The university is bucking a national trend by significantly increasing enrollment of students in its master's of business administration program.
It's getting harder to find an empty desk in the MBA classes at Kansas University.
Enrollment in the master's of business administration program on KU's main campus in Lawrence increased 40 percent this fall.
At the KU Regents Center in Overland Park, which serves working adults taking night classes, enrollment doubled in the past year.
For the first time, a 60-student MBA class was admitted this spring semester. Fears that decision would reduce the size of this fall semester's class were unfounded. Fall enrollment climbed 14 percent.
"We did some scrambling, but these were good growing pains," said Dave Collins, associate director of master's degree programs at KU.
There are 420 MBA students at KU, he said. That's not a record, but represents an increase in the past year of nearly 100 students.

INFORMATION GIVEN
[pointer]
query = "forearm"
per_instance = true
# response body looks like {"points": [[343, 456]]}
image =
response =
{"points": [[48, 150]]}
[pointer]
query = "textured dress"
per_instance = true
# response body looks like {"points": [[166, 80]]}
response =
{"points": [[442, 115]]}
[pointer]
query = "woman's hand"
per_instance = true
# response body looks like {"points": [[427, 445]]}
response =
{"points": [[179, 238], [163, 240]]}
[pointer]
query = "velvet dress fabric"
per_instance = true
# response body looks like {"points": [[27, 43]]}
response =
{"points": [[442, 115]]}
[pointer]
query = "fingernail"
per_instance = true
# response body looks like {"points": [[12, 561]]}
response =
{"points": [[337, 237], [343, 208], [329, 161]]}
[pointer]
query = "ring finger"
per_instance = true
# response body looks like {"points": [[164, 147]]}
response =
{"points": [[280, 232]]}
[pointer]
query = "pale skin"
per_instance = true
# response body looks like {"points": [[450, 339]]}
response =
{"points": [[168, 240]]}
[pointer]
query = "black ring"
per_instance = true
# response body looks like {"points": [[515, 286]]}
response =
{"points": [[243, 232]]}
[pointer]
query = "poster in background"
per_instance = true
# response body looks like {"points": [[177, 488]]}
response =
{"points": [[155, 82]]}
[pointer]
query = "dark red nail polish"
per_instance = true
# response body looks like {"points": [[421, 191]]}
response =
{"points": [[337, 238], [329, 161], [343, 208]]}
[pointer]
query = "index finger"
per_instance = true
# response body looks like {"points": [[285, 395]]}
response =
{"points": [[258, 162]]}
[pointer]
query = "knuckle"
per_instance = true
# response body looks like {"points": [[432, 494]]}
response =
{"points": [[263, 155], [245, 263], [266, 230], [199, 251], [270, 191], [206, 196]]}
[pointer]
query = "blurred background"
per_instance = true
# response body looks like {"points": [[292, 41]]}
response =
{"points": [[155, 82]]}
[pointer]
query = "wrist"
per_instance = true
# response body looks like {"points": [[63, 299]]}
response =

WHAT TO DO
• 1. Summarize the article on KU's MBA enrollment in two sentences.
• 2. Carry the article on KU's MBA enrollment forward from its final sentence.

YOUR RESPONSES
• 1. Kansas University is bucking a national trend by significantly increasing enrollment in its MBA program, which rose 40 percent this fall on the main campus in Lawrence and doubled in the past year at the Regents Center in Overland Park. KU now has 420 MBA students, not a record but nearly 100 more than a year earlier.

• 2.
Nationally, the number of college students taking the Graduate Management Admissions Test has declined. In addition, the job market for new MBA graduates has become tougher as big companies have cut back.
Nevertheless, students continue to come to KU.
"I'm reading that stuff, too. For some reason, we seem to be immune to the virus," Collins said.
He said the latest placement report indicated 80 percent of KU students who earned an MBA from August 1993 to May 1994 found a job within six weeks of graduation.
Academic qualifications and work experience of the latest batch of MBA students was better this year, Collins said.
The 85 new master's candidates on the Lawrence campus had a slightly higher average GMAT score and grade-point average than students the previous year. They have 2.2 years of work experience, a bit above the average of 1.9 years.
At the Regents Center, this fall's class had 63 students. The average GMAT and GPA was comparable to that of students on the Lawrence campus, but Regents Center students had 5.9 years of work experience.
"This is a strong class," Collins said. "We intend to expand offerings there. We're catering to the Kansas City work force."